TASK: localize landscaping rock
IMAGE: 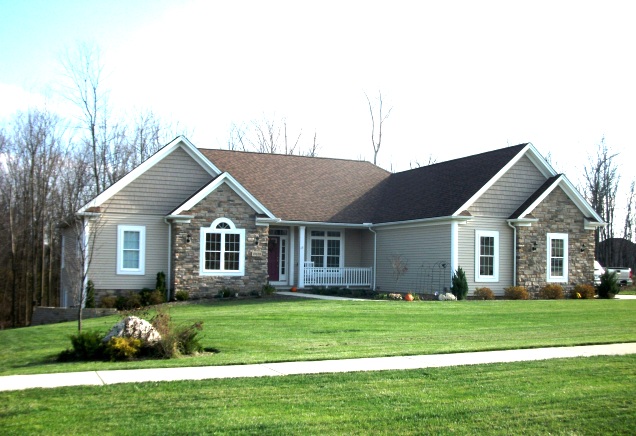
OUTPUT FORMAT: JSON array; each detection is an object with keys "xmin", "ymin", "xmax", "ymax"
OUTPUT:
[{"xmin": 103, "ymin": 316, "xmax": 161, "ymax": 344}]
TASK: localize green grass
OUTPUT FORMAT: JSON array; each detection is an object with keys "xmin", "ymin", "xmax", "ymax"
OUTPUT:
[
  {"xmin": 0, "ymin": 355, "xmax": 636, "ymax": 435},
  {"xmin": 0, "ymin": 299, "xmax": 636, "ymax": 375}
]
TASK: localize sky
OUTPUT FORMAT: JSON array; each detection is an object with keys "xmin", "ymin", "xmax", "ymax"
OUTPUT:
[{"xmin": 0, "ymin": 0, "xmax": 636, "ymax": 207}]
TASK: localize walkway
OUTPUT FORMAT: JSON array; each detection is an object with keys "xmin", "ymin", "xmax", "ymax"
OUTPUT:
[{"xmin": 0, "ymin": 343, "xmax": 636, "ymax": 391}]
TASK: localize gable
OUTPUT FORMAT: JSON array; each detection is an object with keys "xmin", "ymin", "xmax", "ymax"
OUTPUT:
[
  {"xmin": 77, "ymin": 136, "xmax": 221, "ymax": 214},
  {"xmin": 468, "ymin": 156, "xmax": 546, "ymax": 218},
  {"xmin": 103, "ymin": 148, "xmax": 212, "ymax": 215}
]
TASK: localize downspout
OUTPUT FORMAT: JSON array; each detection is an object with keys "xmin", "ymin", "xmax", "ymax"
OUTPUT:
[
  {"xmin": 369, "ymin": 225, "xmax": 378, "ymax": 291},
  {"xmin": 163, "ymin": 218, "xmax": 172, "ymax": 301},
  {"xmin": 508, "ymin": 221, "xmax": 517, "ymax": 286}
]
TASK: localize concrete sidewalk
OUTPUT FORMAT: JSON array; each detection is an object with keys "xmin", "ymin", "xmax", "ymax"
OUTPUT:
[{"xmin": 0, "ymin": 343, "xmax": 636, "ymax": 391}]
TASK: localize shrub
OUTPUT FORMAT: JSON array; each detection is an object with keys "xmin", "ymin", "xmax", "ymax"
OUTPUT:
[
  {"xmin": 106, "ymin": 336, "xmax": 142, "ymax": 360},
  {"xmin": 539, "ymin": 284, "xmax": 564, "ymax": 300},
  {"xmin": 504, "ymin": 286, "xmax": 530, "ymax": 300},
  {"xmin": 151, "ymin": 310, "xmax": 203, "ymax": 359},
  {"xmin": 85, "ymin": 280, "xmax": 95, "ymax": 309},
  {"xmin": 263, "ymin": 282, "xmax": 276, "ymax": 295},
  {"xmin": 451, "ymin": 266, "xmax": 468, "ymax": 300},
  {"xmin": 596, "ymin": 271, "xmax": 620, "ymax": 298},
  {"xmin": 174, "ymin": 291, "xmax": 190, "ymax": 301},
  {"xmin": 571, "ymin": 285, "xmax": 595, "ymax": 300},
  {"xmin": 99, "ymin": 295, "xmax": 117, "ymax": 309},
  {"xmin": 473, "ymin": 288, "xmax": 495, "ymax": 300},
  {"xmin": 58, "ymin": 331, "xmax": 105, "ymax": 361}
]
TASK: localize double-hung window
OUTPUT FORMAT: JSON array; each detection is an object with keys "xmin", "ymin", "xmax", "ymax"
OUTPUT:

==================================================

SHORT TASK: Quote all of the records above verbatim, leaving out the picture.

RESPONSE TO THE EXERCISE:
TASK: localize landscaping rock
IMAGE: 
OUTPUT FORMAT: JSON array; each detection is an object with keys "xmin", "ymin", "xmax", "ymax"
OUTPUT:
[{"xmin": 103, "ymin": 316, "xmax": 161, "ymax": 344}]
TASK: localize green grass
OUTPUT FORMAT: JSON array; each detection is an object with keys "xmin", "ymin", "xmax", "ymax"
OUTPUT:
[
  {"xmin": 0, "ymin": 355, "xmax": 636, "ymax": 435},
  {"xmin": 0, "ymin": 299, "xmax": 636, "ymax": 375}
]
TASK: localize sky
OUTPUT FORMAT: JSON array; each detection is an object with keys "xmin", "ymin", "xmax", "ymax"
OUTPUT:
[{"xmin": 0, "ymin": 0, "xmax": 636, "ymax": 207}]
TASK: localize walkway
OUTPUT FORMAT: JSON array; each detection is an object with keys "xmin", "ymin", "xmax", "ymax"
OUTPUT:
[{"xmin": 0, "ymin": 343, "xmax": 636, "ymax": 391}]
TASK: localize gable
OUTPUT FORMAT: JSON array; each detection is an object with keys "xmin", "ymin", "xmax", "ymax"
OUTPUT:
[
  {"xmin": 77, "ymin": 136, "xmax": 221, "ymax": 214},
  {"xmin": 468, "ymin": 156, "xmax": 546, "ymax": 218},
  {"xmin": 103, "ymin": 148, "xmax": 212, "ymax": 215}
]
TASK: localize downspout
OUTPUT FORMAT: JSON array; each detection is an object with keys "xmin", "ymin", "xmax", "ymax"
OUTPUT:
[
  {"xmin": 369, "ymin": 225, "xmax": 378, "ymax": 291},
  {"xmin": 163, "ymin": 218, "xmax": 172, "ymax": 301},
  {"xmin": 508, "ymin": 221, "xmax": 517, "ymax": 286}
]
TASK: localize concrete sidewalk
OUTPUT FORMAT: JSON array; each detection is an object with keys "xmin", "ymin", "xmax", "ymax"
OUTPUT:
[{"xmin": 0, "ymin": 343, "xmax": 636, "ymax": 391}]
TASK: localize shrub
OUTPUT FORMAT: JSON array; each detection is an object with keys "xmin", "ymin", "xmax", "ymax"
OUTPUT:
[
  {"xmin": 106, "ymin": 336, "xmax": 142, "ymax": 360},
  {"xmin": 539, "ymin": 284, "xmax": 564, "ymax": 300},
  {"xmin": 504, "ymin": 286, "xmax": 530, "ymax": 300},
  {"xmin": 151, "ymin": 310, "xmax": 203, "ymax": 359},
  {"xmin": 85, "ymin": 280, "xmax": 95, "ymax": 309},
  {"xmin": 263, "ymin": 282, "xmax": 276, "ymax": 295},
  {"xmin": 451, "ymin": 266, "xmax": 468, "ymax": 300},
  {"xmin": 596, "ymin": 271, "xmax": 620, "ymax": 298},
  {"xmin": 174, "ymin": 291, "xmax": 190, "ymax": 301},
  {"xmin": 571, "ymin": 285, "xmax": 595, "ymax": 300},
  {"xmin": 99, "ymin": 295, "xmax": 117, "ymax": 309},
  {"xmin": 473, "ymin": 288, "xmax": 495, "ymax": 300},
  {"xmin": 58, "ymin": 331, "xmax": 105, "ymax": 361}
]
TASK: localize double-hung window
OUTPUT FORMAT: JSON array; each detection is an object with keys "xmin", "ymin", "xmax", "ymax"
OUTPUT:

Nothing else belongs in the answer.